* SHORT TASK:
Copy out the lines starting with the one that contains "What element corresponds to the grass on" and going on through the one that contains "[281,89,400,120]", with "bounding box" changed to "enclosing rectangle" and everything else left as it is.

#####

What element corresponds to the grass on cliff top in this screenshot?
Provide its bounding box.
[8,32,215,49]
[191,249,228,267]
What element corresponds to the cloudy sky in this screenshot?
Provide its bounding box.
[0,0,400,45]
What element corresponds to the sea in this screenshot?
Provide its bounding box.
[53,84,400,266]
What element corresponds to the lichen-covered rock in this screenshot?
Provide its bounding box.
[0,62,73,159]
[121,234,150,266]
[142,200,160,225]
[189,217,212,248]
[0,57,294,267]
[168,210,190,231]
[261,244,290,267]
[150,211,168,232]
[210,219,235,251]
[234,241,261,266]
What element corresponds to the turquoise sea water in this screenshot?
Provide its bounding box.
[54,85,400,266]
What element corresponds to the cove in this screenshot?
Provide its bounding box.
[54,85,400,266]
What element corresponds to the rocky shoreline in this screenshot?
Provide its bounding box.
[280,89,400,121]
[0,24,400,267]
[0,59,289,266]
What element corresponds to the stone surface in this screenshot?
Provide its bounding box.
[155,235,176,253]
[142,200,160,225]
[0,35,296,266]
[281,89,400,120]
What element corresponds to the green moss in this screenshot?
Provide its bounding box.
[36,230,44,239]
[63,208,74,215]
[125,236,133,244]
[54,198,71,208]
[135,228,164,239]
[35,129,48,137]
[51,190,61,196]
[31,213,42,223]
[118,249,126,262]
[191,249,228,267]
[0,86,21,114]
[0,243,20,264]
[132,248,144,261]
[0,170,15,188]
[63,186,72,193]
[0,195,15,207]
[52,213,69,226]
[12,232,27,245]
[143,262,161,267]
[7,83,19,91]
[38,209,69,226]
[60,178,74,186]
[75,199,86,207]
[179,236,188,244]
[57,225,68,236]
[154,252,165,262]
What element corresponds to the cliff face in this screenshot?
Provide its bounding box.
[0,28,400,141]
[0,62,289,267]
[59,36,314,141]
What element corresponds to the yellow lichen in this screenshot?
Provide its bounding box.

#####

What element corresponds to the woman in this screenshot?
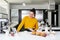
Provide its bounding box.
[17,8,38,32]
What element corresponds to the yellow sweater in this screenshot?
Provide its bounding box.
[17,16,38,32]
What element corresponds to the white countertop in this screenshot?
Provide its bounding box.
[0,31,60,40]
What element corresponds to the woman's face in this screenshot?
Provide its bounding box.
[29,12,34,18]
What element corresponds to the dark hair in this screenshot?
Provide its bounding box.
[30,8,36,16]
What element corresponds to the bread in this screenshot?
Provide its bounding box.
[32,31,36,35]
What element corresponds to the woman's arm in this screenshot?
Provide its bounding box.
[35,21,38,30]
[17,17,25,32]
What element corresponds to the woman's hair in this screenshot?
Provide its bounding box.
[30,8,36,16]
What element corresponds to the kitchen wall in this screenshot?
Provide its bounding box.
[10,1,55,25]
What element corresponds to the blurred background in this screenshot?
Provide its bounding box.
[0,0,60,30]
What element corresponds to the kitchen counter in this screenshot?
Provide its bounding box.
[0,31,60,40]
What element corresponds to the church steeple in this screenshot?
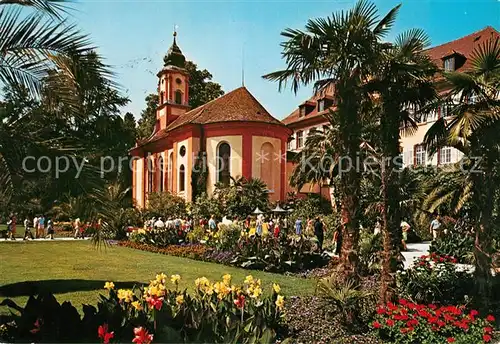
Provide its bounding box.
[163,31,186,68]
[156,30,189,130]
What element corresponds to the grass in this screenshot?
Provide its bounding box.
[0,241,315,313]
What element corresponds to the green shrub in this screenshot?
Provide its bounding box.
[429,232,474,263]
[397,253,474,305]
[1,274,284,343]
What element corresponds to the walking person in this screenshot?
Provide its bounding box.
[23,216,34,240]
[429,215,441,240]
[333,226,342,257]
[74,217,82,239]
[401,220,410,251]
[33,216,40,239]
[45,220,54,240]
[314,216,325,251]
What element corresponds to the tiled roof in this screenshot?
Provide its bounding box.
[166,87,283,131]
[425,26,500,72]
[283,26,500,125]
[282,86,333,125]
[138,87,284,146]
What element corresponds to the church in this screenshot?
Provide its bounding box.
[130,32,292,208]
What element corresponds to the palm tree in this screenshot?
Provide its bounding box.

#####

* CORRECT ANSWER:
What element corresponds to the grass on cliff top in this screenshot?
Provide its enclosing rectangle.
[8,32,215,49]
[191,249,228,267]
What element corresponds to the cloudy sky in this screenshot?
Provide its enclosing rectangle.
[0,0,400,45]
What element corresponds to the sea in this screenshot?
Provide its enclosing rectangle.
[53,84,400,266]
What element corresponds to the lichen-covered rock in this screenshot?
Provide its enclosing rectangle.
[0,62,73,159]
[121,234,150,266]
[142,200,160,225]
[189,217,212,248]
[0,57,294,267]
[168,210,190,231]
[261,244,290,267]
[150,211,168,232]
[210,219,235,251]
[234,241,261,266]
What element corresponds to the turquoise sea water in this screenshot?
Provide its enclosing rectangle.
[54,85,400,266]
What element corresponds to the cove in this screenshot?
Provide its enclosing rectangle.
[54,85,400,266]
What element corresponds to the rocky shoreline in this screenshot?
Provide its enclosing rectangle.
[280,89,400,121]
[0,24,400,267]
[0,59,289,266]
What element corresponds to the stone surface in this screenshot?
Provide its enclosing rectangle.
[155,235,176,253]
[142,200,160,225]
[0,35,296,266]
[281,89,400,120]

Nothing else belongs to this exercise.